DIRECTIONS
**A)** Answer these questions using the essay on the early history of waits:
(i) What years of life does the essay give for Alexander Neckam?
(ii) Which author and year does the essay name as the earliest known quotation of the Neckam passage?
(iii) In what year do the R.E.E.D. collections stop?
**B)** List every kind of place that the Langwill passage quoted in the essay on the early history of waits names as a location of the original night watchmen.
**C)** Carry the essay on the early history of waits forward by writing the passage that would come after its final sentence.

SELECTED PASSAGE
THE DOVER WAIT
His part in clarifying the early history of the waits

James Merryweather
11th May 2004

Published on this website 14th May 2020

 

Waits researchers are very reliant upon a few early works to give them an initial understanding of the origins of the waits. I hope we have all read Langwill and Bridge which both provide an very useful overview of the entire history of waits, but do we ever question their conclusions, drawn as competently as was possible at the time, from what today should be regarded as a limited data set. These early and mid 20th century scholars were even fewer in number than we 21st century waits enthusiasts, but more importantly, they did not have the access to town and city records in extracted, translated, annotated, indexed and printed form we have today thanks to the Records of Early English Drama series. Even thought the R.E.E.D. collections stop at 1642, we have enough people scattered around the country to be able to do what I did in York and record waits references 1643-1835 in as many towns and cities as we have can.

Therefore, I suggest we should re-read what the earlier authors wrote with care and not presume that their conclusions were entirely correct. Thus, we should question such fundamental assertions as Langwill’s

EARLY HISTORY It is clear that originally waits were night watchmen in palaces, castles, camps and walled towns, who ‘piped watch’ upon a musical instrument at stated hours, for changing the guard, in case of alarm, or merely to awaken certain persons at appointed hours by soft music at their chamber doors.

One of the earliest references to waits occurs in a treatise De Naturis rerum, by Alexander Neckam . . . etc.

It is from such discussions that we have come to believe that the musical waits, whose history tends to dominate our interest, were the direct descendents of a nationwide body of watchmen. Because the watchmen blew a horn, or perhaps a trumpet of some sort, it was obvious, therefore, that they were already musicians who could gradually but irrevocably have left their watch duties to become civic entertainers. This is a naïve view of evolution and is probably unsupported by fact. But we must investigate this, particularly since the waits of a significant number of towns, who we know were musical ensembles, also kept the night watches. Were these night watches functional perambulatory vigils or was it an archaic name applied to a popular nocturnal reassurance and wake-up service?

Since the early history of waits seems to depend largely upon Neckam’s 12th century description, what can we make of it today? We are told that Alexander Neckam (1157-1217) described waits in De Naturis Rerum:

“Assint etiam excubiæ vigiles (veytes) cornibussuis strepitum et clangorum facientes”.

Let there be watchmen (waits) on guard making a loud noise and din with their horns.

There are several major problems with this quotation. No author tells us how “(veytes)” appears on the page. Does it truly occur in the text, written there by the original author or is it a later insertion? Are the parentheses real or have they been put there to indicate the latter case? No author queries whether this word is indeed another spelling of our word “waits”, which seems to be the universal presumption. Why does veytes begin with ‘v’ rather the more conventional ‘w’ or even possible ‘g’? If so, it is the only example of this strange spelling? The fatal flaw is that, although three or four of us of us have several times scanned modern editions of De Naturis Rerum thoroughly for the passage, nobody has found it. It seems not to exist or has been given an incorrect attribution. Once a scholar had quoted it (the earliest seems to be in Hill, 1915), it was copied from author to author without ever checking the original source!

DATASET ROWS
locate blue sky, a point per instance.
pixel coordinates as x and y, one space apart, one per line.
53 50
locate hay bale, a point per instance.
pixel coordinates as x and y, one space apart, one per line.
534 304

ANSWERS TO THE PROBLEMS
**A)**
(i) 1157-1217
(ii) Hill, 1915
(iii) 1642

**B)**
Palaces
Castles
Camps
Walled towns

**C)**
So, we should, like all good scientists, resort to the null hypothesis and try to obtain evidence and erect arguments to disprove that:

The musical waits did not descend from horn-blowing watchmen.

I have been recently looking at the history of waits in Kentish towns using the R.E.E.D. volume KENT: Diocese of Canterbury . I began with records from the Cistercian Abbey of Boxley near Maidstone of payments made between 1353 and 1399 to a piper called Robert, of Maidstone. Among other questions, I wanted to see if this 14th century piper might prove to have been a wait. The exercise was interesting, but the answer was no and the records shed no light on his activities, although consideration of the Dover pipers’ duties might offer some clues (see Appendix II).

Next, I looked at Dover which has many references to pipers (see Appendix III). Would they turn out to have been called waits and what was the history (to 1642, the R.E.E.D. cut off point)? This was fascinating, because there was a nearly complete set of annual accounts of payments to named pipers from 1365-6 until they and their descendents were finally replaced by the Town Drummer in 1588.

From the outset it was clear that the piper’s recorded function was to sound the horn to assemble the council and make proclamations. Essentially, he was the town crier. There is an important, tantalisingly close, possibly conclusive, reference to waits very in 1369-70:

In .ij. cornubus empties pro vigilatoribus.
On two horns bought for the waits.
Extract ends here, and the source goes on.